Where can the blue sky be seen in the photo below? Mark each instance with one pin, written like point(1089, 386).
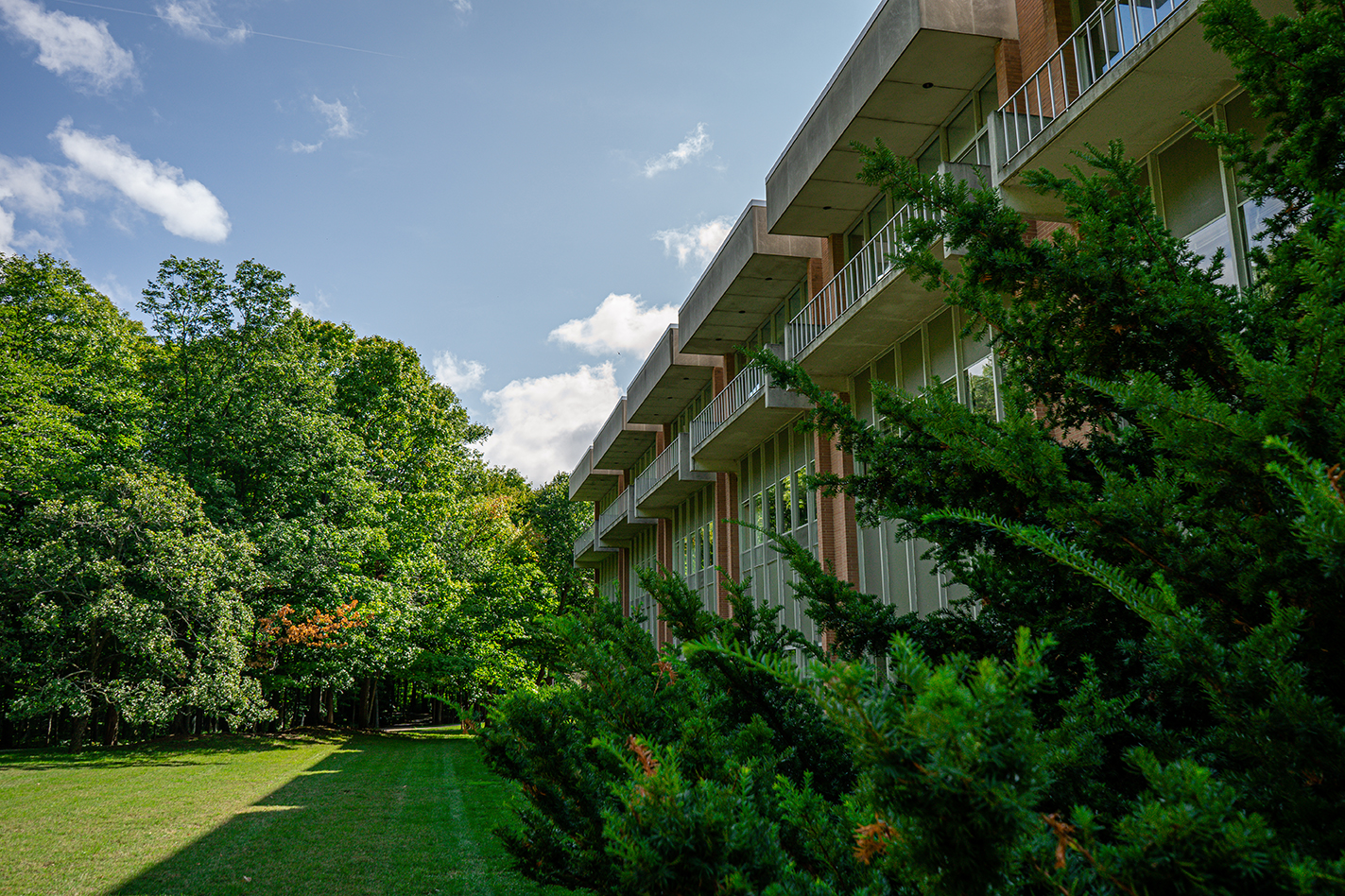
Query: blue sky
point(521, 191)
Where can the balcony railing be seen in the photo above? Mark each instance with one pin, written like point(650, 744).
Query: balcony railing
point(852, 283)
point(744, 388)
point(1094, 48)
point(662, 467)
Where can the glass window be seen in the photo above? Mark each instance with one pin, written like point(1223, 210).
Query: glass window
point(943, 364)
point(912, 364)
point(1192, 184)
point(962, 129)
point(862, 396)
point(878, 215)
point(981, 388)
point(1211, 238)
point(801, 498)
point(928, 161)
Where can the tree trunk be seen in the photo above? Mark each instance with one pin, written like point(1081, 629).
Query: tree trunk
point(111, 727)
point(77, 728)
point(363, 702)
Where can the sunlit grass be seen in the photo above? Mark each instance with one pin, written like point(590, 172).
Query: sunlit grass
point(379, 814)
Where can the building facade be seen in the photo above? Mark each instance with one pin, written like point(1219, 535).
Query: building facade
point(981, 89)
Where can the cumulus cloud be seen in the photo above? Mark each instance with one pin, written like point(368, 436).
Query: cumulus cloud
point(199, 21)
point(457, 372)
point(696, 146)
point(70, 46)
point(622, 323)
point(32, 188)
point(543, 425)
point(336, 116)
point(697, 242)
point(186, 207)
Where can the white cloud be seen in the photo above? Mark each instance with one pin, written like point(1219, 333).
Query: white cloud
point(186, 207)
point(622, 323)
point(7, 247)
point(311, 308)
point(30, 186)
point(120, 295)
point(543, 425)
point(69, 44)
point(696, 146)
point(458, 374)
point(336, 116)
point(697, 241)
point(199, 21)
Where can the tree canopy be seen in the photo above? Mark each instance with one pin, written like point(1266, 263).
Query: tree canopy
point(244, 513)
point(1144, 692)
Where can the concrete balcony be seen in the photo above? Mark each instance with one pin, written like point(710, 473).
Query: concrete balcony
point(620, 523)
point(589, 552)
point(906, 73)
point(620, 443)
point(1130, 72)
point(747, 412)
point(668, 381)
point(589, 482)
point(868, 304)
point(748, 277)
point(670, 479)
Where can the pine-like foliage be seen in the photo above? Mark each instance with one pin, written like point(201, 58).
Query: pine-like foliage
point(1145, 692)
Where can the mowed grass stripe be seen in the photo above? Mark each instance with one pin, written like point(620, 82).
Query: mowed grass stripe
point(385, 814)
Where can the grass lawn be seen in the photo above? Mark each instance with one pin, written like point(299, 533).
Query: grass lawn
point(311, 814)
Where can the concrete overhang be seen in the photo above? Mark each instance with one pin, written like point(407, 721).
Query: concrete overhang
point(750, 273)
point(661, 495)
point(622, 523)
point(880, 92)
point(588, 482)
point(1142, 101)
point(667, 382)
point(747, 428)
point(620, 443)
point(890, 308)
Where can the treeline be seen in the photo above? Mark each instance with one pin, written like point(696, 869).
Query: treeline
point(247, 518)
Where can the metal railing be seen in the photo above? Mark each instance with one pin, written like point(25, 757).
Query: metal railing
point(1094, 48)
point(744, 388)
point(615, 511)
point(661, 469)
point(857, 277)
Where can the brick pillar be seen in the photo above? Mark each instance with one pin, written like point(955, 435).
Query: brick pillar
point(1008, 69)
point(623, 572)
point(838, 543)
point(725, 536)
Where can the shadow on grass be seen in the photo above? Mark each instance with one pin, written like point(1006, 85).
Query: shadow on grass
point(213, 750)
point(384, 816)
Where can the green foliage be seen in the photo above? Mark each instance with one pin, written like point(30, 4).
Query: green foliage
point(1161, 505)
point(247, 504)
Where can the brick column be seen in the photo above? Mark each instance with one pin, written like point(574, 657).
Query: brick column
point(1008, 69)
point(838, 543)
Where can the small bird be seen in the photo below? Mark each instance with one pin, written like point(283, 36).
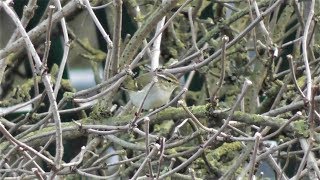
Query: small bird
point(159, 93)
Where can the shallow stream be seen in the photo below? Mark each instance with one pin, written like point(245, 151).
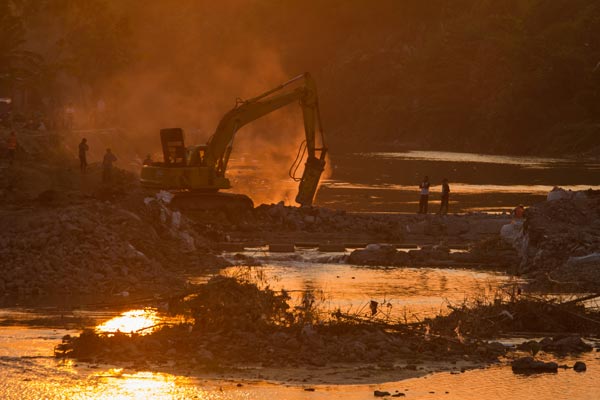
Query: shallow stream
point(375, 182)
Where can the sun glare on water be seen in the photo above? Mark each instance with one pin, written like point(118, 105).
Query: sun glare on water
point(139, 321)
----
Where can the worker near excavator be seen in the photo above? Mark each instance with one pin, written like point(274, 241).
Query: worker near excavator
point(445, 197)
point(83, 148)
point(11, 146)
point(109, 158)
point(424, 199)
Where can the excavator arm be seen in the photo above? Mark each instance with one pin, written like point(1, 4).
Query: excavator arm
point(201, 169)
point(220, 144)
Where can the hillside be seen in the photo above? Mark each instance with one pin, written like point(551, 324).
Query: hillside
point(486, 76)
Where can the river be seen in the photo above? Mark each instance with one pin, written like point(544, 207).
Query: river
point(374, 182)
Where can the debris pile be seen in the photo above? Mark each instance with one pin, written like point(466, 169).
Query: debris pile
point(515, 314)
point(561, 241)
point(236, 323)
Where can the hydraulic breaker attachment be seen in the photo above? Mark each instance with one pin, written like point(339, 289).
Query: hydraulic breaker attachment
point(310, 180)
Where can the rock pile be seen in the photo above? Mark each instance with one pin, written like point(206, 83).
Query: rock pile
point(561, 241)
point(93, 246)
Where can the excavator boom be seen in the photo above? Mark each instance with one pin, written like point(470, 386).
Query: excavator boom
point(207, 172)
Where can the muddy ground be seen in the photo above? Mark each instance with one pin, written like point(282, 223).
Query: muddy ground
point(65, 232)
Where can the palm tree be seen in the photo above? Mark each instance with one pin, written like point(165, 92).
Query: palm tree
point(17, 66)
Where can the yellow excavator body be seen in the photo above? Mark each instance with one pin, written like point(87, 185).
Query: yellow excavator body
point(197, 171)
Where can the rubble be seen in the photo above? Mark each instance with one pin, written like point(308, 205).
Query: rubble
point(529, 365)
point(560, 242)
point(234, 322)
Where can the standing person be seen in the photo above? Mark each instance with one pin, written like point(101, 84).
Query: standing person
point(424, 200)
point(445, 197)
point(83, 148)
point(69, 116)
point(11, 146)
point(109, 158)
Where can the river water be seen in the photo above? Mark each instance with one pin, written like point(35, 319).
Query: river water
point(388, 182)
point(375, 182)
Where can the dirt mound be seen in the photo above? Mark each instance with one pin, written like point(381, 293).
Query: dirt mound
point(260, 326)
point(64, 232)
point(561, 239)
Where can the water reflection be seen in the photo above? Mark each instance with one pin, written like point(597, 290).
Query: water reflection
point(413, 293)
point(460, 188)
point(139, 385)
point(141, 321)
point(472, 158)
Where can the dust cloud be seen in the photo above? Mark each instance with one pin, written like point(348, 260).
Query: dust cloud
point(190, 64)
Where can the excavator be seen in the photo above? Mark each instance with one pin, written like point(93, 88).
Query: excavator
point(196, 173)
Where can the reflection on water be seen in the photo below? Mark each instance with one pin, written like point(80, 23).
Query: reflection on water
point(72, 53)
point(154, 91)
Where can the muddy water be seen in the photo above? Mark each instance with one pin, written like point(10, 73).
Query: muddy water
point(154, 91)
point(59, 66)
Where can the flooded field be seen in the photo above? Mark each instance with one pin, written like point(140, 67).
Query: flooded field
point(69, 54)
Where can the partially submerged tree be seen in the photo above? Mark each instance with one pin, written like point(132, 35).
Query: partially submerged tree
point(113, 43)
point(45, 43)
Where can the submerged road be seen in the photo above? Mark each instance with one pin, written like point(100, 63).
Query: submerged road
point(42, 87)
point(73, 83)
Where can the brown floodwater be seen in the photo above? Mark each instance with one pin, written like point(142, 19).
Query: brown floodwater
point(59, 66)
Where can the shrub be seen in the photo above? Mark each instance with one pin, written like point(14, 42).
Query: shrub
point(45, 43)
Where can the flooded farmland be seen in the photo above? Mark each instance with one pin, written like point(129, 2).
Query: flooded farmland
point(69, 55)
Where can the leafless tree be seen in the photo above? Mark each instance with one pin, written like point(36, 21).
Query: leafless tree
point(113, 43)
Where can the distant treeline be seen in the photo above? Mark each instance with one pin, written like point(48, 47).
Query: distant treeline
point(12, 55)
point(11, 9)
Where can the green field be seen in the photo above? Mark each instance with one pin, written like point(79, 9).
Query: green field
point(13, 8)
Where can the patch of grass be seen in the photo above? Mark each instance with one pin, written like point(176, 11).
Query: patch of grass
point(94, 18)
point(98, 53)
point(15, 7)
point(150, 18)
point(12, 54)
----
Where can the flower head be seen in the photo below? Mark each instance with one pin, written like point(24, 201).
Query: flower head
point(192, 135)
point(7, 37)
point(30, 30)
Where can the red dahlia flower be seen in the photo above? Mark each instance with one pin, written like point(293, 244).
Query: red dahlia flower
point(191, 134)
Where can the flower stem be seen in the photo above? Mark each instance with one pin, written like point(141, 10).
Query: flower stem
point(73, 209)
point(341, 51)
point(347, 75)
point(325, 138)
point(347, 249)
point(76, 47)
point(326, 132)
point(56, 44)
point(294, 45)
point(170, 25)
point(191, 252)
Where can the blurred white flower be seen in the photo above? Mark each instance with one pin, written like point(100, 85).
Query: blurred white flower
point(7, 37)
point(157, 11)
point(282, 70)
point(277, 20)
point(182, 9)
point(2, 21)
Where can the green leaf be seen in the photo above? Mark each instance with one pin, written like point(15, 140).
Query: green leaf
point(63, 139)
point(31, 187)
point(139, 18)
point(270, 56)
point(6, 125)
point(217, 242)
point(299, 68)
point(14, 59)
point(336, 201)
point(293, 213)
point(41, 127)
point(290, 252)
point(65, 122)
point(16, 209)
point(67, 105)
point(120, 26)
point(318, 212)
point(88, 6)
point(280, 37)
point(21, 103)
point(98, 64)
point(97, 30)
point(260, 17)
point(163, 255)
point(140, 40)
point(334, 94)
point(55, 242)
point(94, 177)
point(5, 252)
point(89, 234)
----
Rewrite the part that opens with the line containing "Where can the blue" and closes with the line containing "point(521, 191)", putting "clear sky" wherever "blue sky" appears and changing nothing else. Give only those lines, and leave the pictures out.

# OUTPUT OF THE EXERCISE:
Where can the clear sky be seen in the photo below? Mark each instance with one pin, written like point(1089, 386).
Query: clear sky
point(521, 191)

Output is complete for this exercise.